* **TEXT SEGMENT**:
────────

Usually, ecommerce websites ship nationwide or even internationally. However, there are cases when you cannot ship outside a geographical region, due to regulatory restrictions. For example, if you sell wine int to Canada, you are not allowed to ship inter-provincially.

If you sell only to a specific region, province, or city, you can mention that in the title tag to increase the chances of showing up for a geo-personalized search query.

Figure 423 – The URL ranked second contains the city name in the title tag, while the URL at the bottom of page one does not.

If you are a retailer with multiple locations, build separate landing pages for each store location. The store address should be placed in the title tag, and the landing pages should reinforce the store locations, with mention of surrounding landmarks or with geo-tagged images. At the minimum, the address in the title should include the city and state or province.

Holiday-specific titles
Searchers’ behavior and the queries they use change around major holidays and events such as Boxing Day, Mother’s Day or Halloween. It is useful for searchers and SEO to update the title tag to accommodate these changes. For instance, around Valentine’s Day, the title “Valentine Gifts for Her. All Items on Sale & FREE Shipping” is more enticing and relevant to users than “Gifts for Her. All Items on Sale & FREE Shipping”.

Figure 424 – Tiffany updated the page title to match user intent, before Valentine’s Day.

Character count and pixel length
Google does not index just 65 characters from title tags. It only displays about 65 characters in the SERP title (or the corresponding length in pixels). In fact, Google indexes as many as 1,000 characters.

────────

* **GIVEN MATERIAL**:
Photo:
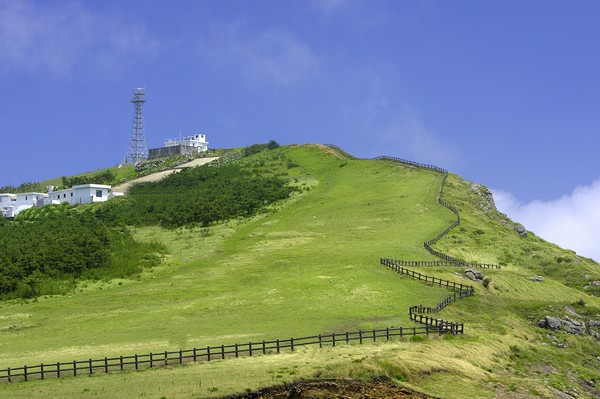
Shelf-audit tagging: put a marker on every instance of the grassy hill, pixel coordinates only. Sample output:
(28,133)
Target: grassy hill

────────

* **WHAT TO PRODUCE**:
Could you retype the whole title tag excerpt word for word? The data is separate from the title tag excerpt.

* **RESPONSE TO THE TASK**:
Usually, ecommerce websites ship nationwide or even internationally. However, there are cases when you cannot ship outside a geographical region, due to regulatory restrictions. For example, if you sell wine int to Canada, you are not allowed to ship inter-provincially.

If you sell only to a specific region, province, or city, you can mention that in the title tag to increase the chances of showing up for a geo-personalized search query.

Figure 423 – The URL ranked second contains the city name in the title tag, while the URL at the bottom of page one does not.

If you are a retailer with multiple locations, build separate landing pages for each store location. The store address should be placed in the title tag, and the landing pages should reinforce the store locations, with mention of surrounding landmarks or with geo-tagged images. At the minimum, the address in the title should include the city and state or province.

Holiday-specific titles
Searchers’ behavior and the queries they use change around major holidays and events such as Boxing Day, Mother’s Day or Halloween. It is useful for searchers and SEO to update the title tag to accommodate these changes. For instance, around Valentine’s Day, the title “Valentine Gifts for Her. All Items on Sale & FREE Shipping” is more enticing and relevant to users than “Gifts for Her. All Items on Sale & FREE Shipping”.

Figure 424 – Tiffany updated the page title to match user intent, before Valentine’s Day.

Character count and pixel length
Google does not index just 65 characters from title tags. It only displays about 65 characters in the SERP title (or the corresponding length in pixels). In fact, Google indexes as many as 1,000 characters.